* [TASK]
Locate every line in the records that contains the word "flower", treating case as significant, and copy each such line.

___ RECORDS FOR THIS TASK

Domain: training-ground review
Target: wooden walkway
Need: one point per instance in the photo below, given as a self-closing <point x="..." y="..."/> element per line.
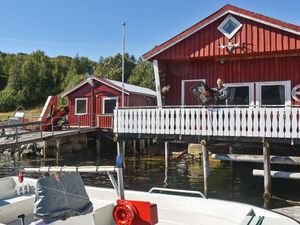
<point x="30" y="137"/>
<point x="292" y="211"/>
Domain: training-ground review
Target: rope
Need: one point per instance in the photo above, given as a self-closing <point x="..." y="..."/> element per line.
<point x="290" y="202"/>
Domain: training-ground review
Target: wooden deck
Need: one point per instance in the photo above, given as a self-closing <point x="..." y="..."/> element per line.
<point x="246" y="122"/>
<point x="292" y="211"/>
<point x="30" y="137"/>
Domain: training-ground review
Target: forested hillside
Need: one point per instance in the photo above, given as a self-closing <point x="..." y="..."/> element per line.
<point x="27" y="79"/>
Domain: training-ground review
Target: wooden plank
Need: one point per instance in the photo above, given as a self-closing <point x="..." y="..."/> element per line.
<point x="177" y="114"/>
<point x="220" y="122"/>
<point x="250" y="122"/>
<point x="214" y="122"/>
<point x="193" y="121"/>
<point x="153" y="119"/>
<point x="281" y="123"/>
<point x="172" y="121"/>
<point x="274" y="123"/>
<point x="291" y="160"/>
<point x="268" y="122"/>
<point x="226" y="124"/>
<point x="232" y="121"/>
<point x="278" y="174"/>
<point x="244" y="122"/>
<point x="291" y="211"/>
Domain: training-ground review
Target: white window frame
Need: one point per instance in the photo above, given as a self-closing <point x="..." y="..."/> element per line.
<point x="183" y="87"/>
<point x="86" y="106"/>
<point x="287" y="90"/>
<point x="230" y="17"/>
<point x="244" y="84"/>
<point x="109" y="98"/>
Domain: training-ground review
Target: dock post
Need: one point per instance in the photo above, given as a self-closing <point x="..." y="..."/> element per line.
<point x="98" y="145"/>
<point x="267" y="174"/>
<point x="205" y="161"/>
<point x="45" y="149"/>
<point x="120" y="168"/>
<point x="58" y="149"/>
<point x="167" y="146"/>
<point x="134" y="147"/>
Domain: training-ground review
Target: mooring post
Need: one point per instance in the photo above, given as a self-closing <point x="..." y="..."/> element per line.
<point x="205" y="161"/>
<point x="120" y="167"/>
<point x="98" y="145"/>
<point x="267" y="174"/>
<point x="167" y="146"/>
<point x="58" y="148"/>
<point x="45" y="149"/>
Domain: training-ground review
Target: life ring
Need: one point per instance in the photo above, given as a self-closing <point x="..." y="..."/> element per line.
<point x="125" y="213"/>
<point x="296" y="93"/>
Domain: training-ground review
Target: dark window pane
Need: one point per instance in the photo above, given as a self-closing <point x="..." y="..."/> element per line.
<point x="81" y="106"/>
<point x="238" y="96"/>
<point x="109" y="105"/>
<point x="273" y="95"/>
<point x="229" y="26"/>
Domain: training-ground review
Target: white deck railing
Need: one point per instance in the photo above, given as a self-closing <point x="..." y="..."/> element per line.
<point x="261" y="122"/>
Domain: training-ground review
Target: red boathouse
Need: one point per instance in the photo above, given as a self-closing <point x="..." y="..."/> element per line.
<point x="257" y="56"/>
<point x="92" y="101"/>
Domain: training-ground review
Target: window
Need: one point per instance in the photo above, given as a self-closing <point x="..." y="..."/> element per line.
<point x="109" y="104"/>
<point x="80" y="106"/>
<point x="240" y="93"/>
<point x="229" y="26"/>
<point x="273" y="93"/>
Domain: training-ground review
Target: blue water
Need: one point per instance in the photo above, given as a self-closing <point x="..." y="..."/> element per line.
<point x="234" y="183"/>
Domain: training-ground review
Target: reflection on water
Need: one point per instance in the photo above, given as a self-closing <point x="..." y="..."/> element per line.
<point x="236" y="183"/>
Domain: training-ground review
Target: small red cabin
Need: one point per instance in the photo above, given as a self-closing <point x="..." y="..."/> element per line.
<point x="92" y="101"/>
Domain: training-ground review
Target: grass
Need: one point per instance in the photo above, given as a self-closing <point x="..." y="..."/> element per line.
<point x="29" y="113"/>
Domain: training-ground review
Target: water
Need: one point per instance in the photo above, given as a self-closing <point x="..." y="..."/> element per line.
<point x="234" y="183"/>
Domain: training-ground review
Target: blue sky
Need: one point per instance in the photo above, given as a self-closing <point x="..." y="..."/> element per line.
<point x="92" y="28"/>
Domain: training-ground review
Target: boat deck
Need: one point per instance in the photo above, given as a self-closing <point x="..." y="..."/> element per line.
<point x="291" y="211"/>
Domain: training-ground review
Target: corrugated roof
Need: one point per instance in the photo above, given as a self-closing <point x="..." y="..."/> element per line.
<point x="132" y="88"/>
<point x="128" y="88"/>
<point x="221" y="12"/>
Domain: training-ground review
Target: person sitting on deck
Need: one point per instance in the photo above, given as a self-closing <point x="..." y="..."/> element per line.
<point x="223" y="93"/>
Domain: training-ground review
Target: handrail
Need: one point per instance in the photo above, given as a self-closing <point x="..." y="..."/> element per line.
<point x="208" y="106"/>
<point x="176" y="191"/>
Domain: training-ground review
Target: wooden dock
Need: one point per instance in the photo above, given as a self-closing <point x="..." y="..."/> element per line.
<point x="292" y="211"/>
<point x="23" y="137"/>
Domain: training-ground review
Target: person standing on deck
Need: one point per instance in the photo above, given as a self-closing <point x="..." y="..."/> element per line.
<point x="222" y="93"/>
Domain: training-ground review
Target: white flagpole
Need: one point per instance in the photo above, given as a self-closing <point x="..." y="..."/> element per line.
<point x="123" y="61"/>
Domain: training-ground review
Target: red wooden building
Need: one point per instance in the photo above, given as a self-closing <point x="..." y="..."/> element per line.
<point x="259" y="57"/>
<point x="93" y="100"/>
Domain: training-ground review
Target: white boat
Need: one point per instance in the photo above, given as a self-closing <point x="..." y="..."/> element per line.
<point x="171" y="209"/>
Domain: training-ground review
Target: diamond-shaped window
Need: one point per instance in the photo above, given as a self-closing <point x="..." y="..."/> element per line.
<point x="229" y="26"/>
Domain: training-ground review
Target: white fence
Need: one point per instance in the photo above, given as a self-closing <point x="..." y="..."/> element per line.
<point x="272" y="122"/>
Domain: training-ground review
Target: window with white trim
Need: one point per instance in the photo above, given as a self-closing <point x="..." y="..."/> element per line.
<point x="80" y="106"/>
<point x="109" y="104"/>
<point x="240" y="93"/>
<point x="229" y="26"/>
<point x="273" y="93"/>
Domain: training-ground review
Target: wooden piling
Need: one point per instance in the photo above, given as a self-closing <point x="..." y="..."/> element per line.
<point x="267" y="174"/>
<point x="205" y="161"/>
<point x="45" y="149"/>
<point x="167" y="146"/>
<point x="98" y="146"/>
<point x="134" y="147"/>
<point x="58" y="149"/>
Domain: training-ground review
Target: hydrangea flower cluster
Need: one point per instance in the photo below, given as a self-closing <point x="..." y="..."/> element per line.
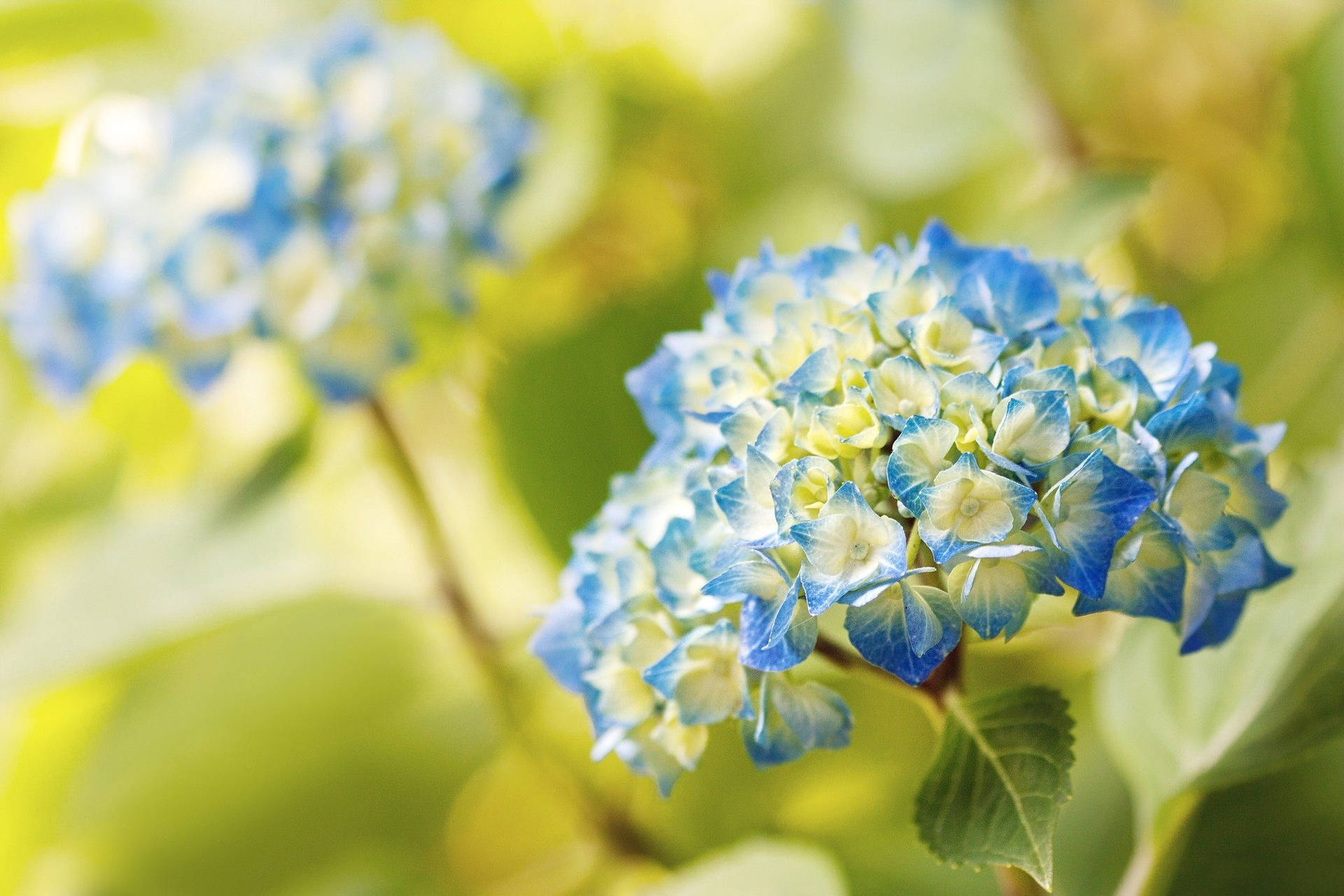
<point x="926" y="435"/>
<point x="323" y="191"/>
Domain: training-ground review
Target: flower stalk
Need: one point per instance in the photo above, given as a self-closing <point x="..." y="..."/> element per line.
<point x="617" y="830"/>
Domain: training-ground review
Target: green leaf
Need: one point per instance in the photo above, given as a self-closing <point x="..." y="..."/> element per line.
<point x="1089" y="211"/>
<point x="758" y="868"/>
<point x="993" y="793"/>
<point x="274" y="469"/>
<point x="1272" y="694"/>
<point x="934" y="93"/>
<point x="276" y="748"/>
<point x="39" y="31"/>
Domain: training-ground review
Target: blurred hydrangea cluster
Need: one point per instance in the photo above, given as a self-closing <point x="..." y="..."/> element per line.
<point x="927" y="435"/>
<point x="323" y="191"/>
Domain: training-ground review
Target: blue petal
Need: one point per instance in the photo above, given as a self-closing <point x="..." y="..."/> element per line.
<point x="1218" y="625"/>
<point x="559" y="644"/>
<point x="1089" y="512"/>
<point x="793" y="719"/>
<point x="918" y="456"/>
<point x="995" y="594"/>
<point x="1156" y="339"/>
<point x="878" y="631"/>
<point x="1190" y="426"/>
<point x="1148" y="583"/>
<point x="1007" y="292"/>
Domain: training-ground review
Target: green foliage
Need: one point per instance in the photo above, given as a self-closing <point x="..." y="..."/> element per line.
<point x="34" y="33"/>
<point x="1273" y="692"/>
<point x="993" y="793"/>
<point x="314" y="745"/>
<point x="284" y="458"/>
<point x="758" y="868"/>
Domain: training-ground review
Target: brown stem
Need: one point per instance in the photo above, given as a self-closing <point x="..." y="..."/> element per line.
<point x="448" y="580"/>
<point x="616" y="828"/>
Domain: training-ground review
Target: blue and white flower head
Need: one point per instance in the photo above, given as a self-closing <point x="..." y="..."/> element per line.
<point x="920" y="438"/>
<point x="324" y="190"/>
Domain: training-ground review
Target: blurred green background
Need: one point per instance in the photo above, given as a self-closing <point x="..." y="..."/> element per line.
<point x="220" y="664"/>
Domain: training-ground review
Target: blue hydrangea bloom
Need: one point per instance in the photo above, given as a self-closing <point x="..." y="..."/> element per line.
<point x="923" y="438"/>
<point x="324" y="191"/>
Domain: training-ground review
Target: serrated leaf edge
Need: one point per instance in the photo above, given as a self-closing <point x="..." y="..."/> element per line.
<point x="965" y="719"/>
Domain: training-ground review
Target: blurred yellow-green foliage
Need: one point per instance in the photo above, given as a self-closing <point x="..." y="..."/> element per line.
<point x="220" y="666"/>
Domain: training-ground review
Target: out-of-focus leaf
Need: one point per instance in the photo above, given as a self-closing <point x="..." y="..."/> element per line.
<point x="1280" y="834"/>
<point x="270" y="475"/>
<point x="50" y="741"/>
<point x="1273" y="691"/>
<point x="324" y="732"/>
<point x="493" y="848"/>
<point x="38" y="30"/>
<point x="1078" y="218"/>
<point x="936" y="93"/>
<point x="146" y="580"/>
<point x="1320" y="130"/>
<point x="758" y="868"/>
<point x="147" y="413"/>
<point x="993" y="793"/>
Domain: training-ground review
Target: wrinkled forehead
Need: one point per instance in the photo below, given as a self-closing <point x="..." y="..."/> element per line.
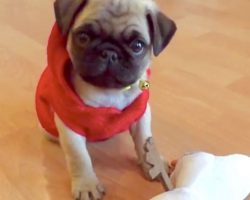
<point x="116" y="17"/>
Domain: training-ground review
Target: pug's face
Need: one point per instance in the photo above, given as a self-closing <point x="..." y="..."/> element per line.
<point x="111" y="41"/>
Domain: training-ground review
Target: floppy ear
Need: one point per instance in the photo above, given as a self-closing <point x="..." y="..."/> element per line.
<point x="161" y="30"/>
<point x="66" y="11"/>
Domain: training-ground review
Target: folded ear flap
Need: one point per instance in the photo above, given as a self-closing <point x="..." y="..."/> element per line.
<point x="66" y="11"/>
<point x="161" y="30"/>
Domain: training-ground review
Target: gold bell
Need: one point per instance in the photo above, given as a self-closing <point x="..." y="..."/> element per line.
<point x="144" y="84"/>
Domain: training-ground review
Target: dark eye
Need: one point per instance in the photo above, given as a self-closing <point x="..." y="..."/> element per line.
<point x="83" y="37"/>
<point x="137" y="46"/>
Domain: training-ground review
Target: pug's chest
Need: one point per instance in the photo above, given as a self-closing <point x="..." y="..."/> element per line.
<point x="102" y="97"/>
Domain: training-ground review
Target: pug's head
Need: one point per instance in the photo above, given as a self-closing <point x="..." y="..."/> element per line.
<point x="110" y="42"/>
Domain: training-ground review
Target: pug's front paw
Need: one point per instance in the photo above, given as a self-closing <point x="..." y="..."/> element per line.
<point x="87" y="188"/>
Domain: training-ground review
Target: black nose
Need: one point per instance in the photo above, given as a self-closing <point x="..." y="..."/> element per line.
<point x="109" y="56"/>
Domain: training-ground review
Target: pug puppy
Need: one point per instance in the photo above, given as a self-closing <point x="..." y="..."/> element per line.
<point x="110" y="44"/>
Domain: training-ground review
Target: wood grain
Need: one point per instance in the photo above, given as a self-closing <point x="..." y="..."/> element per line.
<point x="200" y="99"/>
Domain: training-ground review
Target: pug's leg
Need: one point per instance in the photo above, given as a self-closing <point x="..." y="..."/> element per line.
<point x="141" y="134"/>
<point x="85" y="184"/>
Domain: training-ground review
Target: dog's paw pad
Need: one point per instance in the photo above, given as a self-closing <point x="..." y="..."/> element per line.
<point x="87" y="190"/>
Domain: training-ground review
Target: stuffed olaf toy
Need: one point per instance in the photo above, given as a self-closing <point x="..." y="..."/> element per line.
<point x="203" y="176"/>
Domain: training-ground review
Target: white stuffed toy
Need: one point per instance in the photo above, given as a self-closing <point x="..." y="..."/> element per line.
<point x="203" y="176"/>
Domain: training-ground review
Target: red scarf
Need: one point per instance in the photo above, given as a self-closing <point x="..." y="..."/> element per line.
<point x="56" y="95"/>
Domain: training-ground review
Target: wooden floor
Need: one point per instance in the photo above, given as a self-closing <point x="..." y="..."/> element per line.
<point x="200" y="99"/>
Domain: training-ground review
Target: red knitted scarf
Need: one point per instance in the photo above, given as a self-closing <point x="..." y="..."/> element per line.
<point x="55" y="95"/>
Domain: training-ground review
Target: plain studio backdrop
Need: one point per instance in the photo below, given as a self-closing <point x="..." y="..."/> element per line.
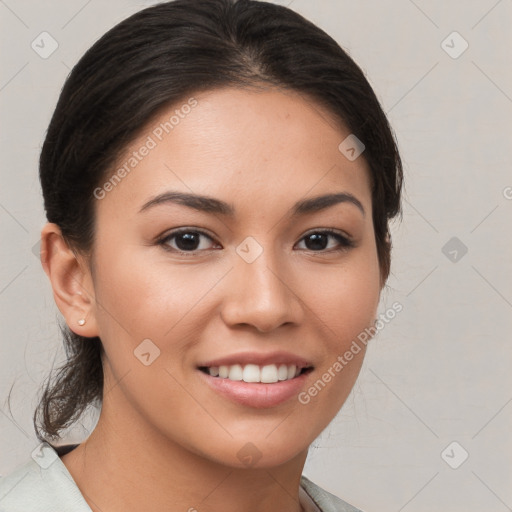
<point x="427" y="426"/>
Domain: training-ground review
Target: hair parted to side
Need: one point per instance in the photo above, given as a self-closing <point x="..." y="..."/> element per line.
<point x="157" y="58"/>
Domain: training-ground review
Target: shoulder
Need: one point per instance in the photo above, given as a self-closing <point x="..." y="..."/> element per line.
<point x="42" y="484"/>
<point x="325" y="501"/>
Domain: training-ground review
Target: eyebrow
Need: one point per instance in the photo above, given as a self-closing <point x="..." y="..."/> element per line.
<point x="211" y="205"/>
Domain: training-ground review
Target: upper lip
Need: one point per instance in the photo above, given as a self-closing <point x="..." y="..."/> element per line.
<point x="258" y="358"/>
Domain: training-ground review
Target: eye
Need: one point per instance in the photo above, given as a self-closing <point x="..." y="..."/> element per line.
<point x="186" y="240"/>
<point x="319" y="241"/>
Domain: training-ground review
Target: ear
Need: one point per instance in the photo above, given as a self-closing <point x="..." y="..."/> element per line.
<point x="71" y="281"/>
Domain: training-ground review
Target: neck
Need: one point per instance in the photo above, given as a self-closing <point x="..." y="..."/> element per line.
<point x="118" y="469"/>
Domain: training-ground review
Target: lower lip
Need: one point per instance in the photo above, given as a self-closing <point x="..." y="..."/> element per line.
<point x="256" y="394"/>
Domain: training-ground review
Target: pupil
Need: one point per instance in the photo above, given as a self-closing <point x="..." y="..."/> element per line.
<point x="187" y="241"/>
<point x="319" y="241"/>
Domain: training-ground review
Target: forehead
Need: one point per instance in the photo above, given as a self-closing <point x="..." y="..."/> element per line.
<point x="240" y="145"/>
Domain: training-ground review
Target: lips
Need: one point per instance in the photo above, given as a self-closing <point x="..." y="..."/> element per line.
<point x="256" y="379"/>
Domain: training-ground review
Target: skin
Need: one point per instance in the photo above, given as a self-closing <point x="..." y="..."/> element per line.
<point x="165" y="440"/>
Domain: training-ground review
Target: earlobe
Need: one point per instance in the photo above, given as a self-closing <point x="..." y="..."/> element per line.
<point x="71" y="282"/>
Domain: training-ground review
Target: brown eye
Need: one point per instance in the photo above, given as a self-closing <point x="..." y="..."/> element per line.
<point x="320" y="241"/>
<point x="186" y="240"/>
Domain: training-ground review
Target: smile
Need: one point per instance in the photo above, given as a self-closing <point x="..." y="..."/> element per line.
<point x="266" y="374"/>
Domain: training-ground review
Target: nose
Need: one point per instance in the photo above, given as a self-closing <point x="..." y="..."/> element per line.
<point x="261" y="294"/>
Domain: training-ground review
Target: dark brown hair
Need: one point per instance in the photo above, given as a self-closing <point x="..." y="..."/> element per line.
<point x="153" y="60"/>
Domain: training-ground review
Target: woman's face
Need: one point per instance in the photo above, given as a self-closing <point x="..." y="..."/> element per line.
<point x="211" y="253"/>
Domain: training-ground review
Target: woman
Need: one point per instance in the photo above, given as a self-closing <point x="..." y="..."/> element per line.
<point x="218" y="178"/>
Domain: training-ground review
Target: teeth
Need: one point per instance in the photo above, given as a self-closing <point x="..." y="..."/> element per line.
<point x="253" y="373"/>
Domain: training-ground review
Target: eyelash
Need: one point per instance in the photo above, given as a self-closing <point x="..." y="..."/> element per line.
<point x="345" y="242"/>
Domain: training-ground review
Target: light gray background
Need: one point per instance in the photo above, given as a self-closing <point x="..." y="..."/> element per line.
<point x="440" y="371"/>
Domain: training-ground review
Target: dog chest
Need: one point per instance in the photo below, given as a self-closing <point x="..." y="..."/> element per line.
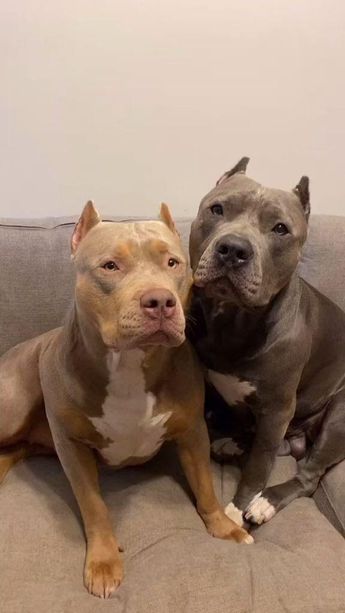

______

* [SOLUTION TO THIS TASK]
Target: hydrangea flower cluster
Target: flower stalk
Target: blue and white flower head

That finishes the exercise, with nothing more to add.